■ TEXTO DE ORIGEM ■

______________________________

Sonia Rosalia Refosco de Oliveira
Existe um velho ditado que diz: “O que os olhos não veem o coração não sente”. Será que podemos afirmar que se trata de uma verdade incondicional? Ou poderíamos citar outro provérbio que eu ouvia de minha mãe: “Por fora bela viola, por dentro, pão bolorento”. Vamos aos fatos, porque contra fatos não há argumentos.
A casa fora toda reformada. Paredes, pisos, encanamentos, fiação. O que se via e o que se escondia. Tudo estava nos planos da reforma. De dentro para fora. Do interior para o exterior.
O banheiro social não fugira à regra. Fora cuidadosamente planejado. Paredes expostas e abertas deixavam à mostra os encanamentos novos e os conduites totalmente desobstruídos.
Todo mundo sabe que quando uma reforma está sendo realizada, todo cuidado é pouco. “Um olho no peixe, outro no gato”. Não dá para relaxar. Reforma é tarefa árdua e estressante e quem não quer se arriscar, ou não tem tempo para acompanhar é melhor nem começar.
O bom mestre de obras não concorda com “O que os olhos não veem o coração não sente”, mas nem sempre conseguimos um mestre eficiente e cumpridor de seus deveres mais minuciosos. O olhar deve estar sempre atento e a presença constante faz toda a diferença. Meu sogro era mestre e sabia bem que “Quando o gato não está os ratos fazem a festa”. Jamais descuidava de suas obrigações em uma obra. O material tem que ser o melhor e o correto, mas a maneira de se fazer o serviço é de importância fundamental.

______________________________

■ LISTA DE TAREFAS ■
1: Liste todos os ditados diferentes que aparecem entre aspas no texto sobre a reforma da casa.
2: Prossiga o texto sobre a reforma da casa a partir da última frase apresentada.
As linhas que vêm depois do texto não entram nesta atividade.

______________________________

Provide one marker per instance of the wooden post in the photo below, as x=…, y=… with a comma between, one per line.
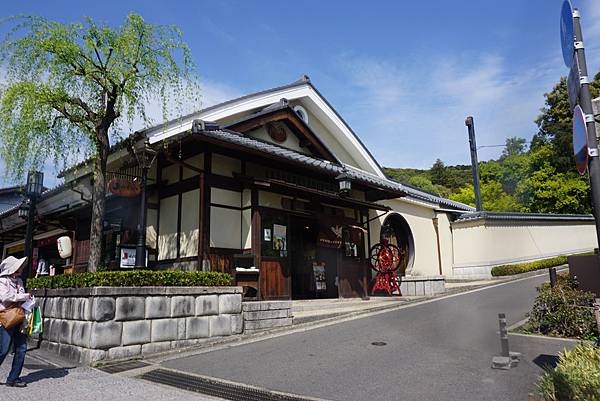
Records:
x=437, y=238
x=597, y=310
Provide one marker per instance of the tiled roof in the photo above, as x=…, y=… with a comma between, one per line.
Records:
x=355, y=174
x=513, y=216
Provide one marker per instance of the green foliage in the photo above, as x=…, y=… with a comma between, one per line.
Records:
x=576, y=376
x=563, y=311
x=546, y=190
x=507, y=270
x=492, y=195
x=134, y=278
x=67, y=84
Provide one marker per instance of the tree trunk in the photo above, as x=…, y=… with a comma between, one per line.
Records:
x=98, y=200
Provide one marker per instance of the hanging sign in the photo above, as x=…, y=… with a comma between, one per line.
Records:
x=124, y=187
x=567, y=35
x=580, y=140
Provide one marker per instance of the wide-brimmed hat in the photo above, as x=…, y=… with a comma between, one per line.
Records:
x=11, y=265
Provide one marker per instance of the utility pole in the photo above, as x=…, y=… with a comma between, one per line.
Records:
x=474, y=163
x=585, y=101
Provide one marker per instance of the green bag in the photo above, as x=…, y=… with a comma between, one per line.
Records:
x=36, y=326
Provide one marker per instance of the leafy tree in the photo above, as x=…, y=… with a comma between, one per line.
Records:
x=438, y=172
x=69, y=86
x=492, y=195
x=545, y=190
x=514, y=146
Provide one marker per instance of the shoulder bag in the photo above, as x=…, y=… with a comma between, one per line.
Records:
x=10, y=317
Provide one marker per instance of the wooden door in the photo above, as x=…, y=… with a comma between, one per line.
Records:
x=274, y=275
x=275, y=279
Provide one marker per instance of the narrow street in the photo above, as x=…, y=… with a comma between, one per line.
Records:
x=439, y=350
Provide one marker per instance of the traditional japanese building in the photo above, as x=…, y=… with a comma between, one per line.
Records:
x=276, y=188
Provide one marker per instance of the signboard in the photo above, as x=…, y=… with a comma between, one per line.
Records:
x=580, y=140
x=124, y=187
x=573, y=84
x=567, y=35
x=127, y=260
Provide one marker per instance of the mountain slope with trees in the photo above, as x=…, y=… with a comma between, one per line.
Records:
x=538, y=177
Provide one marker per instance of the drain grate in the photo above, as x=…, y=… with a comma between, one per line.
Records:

______________________________

■ RESPOSTAS EM ORDEM ■
1:
"O que os olhos não veem o coração não sente"
"Por fora bela viola, por dentro, pão bolorento"
"Um olho no peixe, outro no gato"
"Quando o gato não está os ratos fazem a festa"

2:
Certa vez, ao inspecionar um sobrado que fazíamos para nossa família, meu sogro me disse todo orgulhoso: “Vocês pediram um sobrado, mas aqui tem fundação para quatro andares. Tudo muito bem feito”. Naquela época tínhamos apenas quatro filhos e ele pensava no futuro das crianças. Hoje teria que fazer fundação para sete andares…
Esse trabalho bem feito que não aparece é o que sustenta uma casa bem feita. Esse olhar atento do mestre de obras ao que vai ficar por baixo do piso, entre as paredes, oculto e invisível aos olhos de todos é o que faz a água escorrer pelas torneiras e chuveiros, a luz acender ao simples toque do interruptor, o telefone tocar quando alguém deseja te encontrar, enfim quantas e tantas coisas que só funcionam quando alguém se preocupou com o trabalho escondido.
É bem verdade, o leitor diria que, poucas são as pessoas que perguntam sobre encanamentos e fiações quando estão interessadas em uma casa. O que chama a atenção é o que salta aos olhos: azulejos e pisos bonitos e bem colocados, torneiras cromadas e chuveiros potentes, armários funcionais e cômodos bem dispostos. Só com o uso é que os problemas de um possível trabalho mal feito podem surgir e, aí sim, lembramo-nos dos canos e fios que não vemos, embora sejam tão importantes.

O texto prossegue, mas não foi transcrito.